[Some records]
▬▬▬▬▬▬
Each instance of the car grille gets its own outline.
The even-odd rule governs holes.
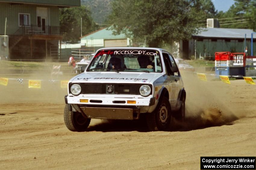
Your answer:
[[[70,83],[69,88],[73,84]],[[78,83],[82,88],[81,94],[118,94],[140,95],[139,88],[145,84]],[[152,86],[148,84],[152,90]],[[113,91],[108,92],[107,88],[111,85]],[[152,93],[152,90],[151,91]]]

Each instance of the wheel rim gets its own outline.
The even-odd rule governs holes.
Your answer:
[[[83,125],[86,123],[86,118],[83,116],[81,113],[75,112],[73,113],[75,120],[78,125]]]
[[[158,112],[159,120],[162,125],[164,125],[167,122],[167,119],[169,117],[168,110],[165,106],[165,105],[163,104],[160,107]]]

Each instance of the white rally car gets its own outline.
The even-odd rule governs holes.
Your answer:
[[[64,120],[72,131],[85,130],[91,118],[136,120],[142,114],[149,130],[164,130],[172,116],[185,117],[182,79],[162,49],[100,49],[84,72],[69,81],[68,94]]]

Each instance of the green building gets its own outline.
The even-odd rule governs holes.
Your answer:
[[[80,5],[80,0],[0,0],[0,56],[7,51],[11,59],[57,58],[59,9]]]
▬▬▬▬▬▬
**Requirement**
Update all of the lines above by replacing "even-odd rule" with "nonzero winding rule" wherever it occurs, leaving everything else unchanged. Omit the pictures from your answer.

**Worked answer**
Each instance of the car grille gets its own outline.
The nonzero winding rule governs holes.
Your answer:
[[[70,83],[69,88],[73,84]],[[78,83],[82,88],[81,94],[118,94],[140,95],[139,88],[145,84]],[[152,86],[148,84],[152,90]],[[113,91],[108,92],[107,88],[111,85]],[[152,93],[152,90],[151,91]]]

Each instance of the wheel rim gets its own outline.
The nonzero winding rule governs holes.
Your answer:
[[[83,125],[86,123],[86,118],[83,116],[81,113],[75,112],[73,113],[75,120],[78,125]]]
[[[158,112],[159,120],[162,125],[164,125],[167,122],[167,119],[169,117],[168,110],[165,106],[165,105],[163,104],[160,107]]]

Each instance of the white rally car gets its own outline.
The nonzero winding rule governs holes.
Your answer:
[[[64,120],[72,131],[85,130],[91,118],[136,120],[142,114],[149,130],[164,130],[172,116],[185,117],[182,79],[162,49],[100,49],[84,72],[69,81],[68,94]]]

Each instance of the green building gets its own outline.
The nonzero winding rule governs holes.
Your answer:
[[[80,5],[80,0],[0,0],[0,56],[7,51],[11,59],[57,58],[59,9]]]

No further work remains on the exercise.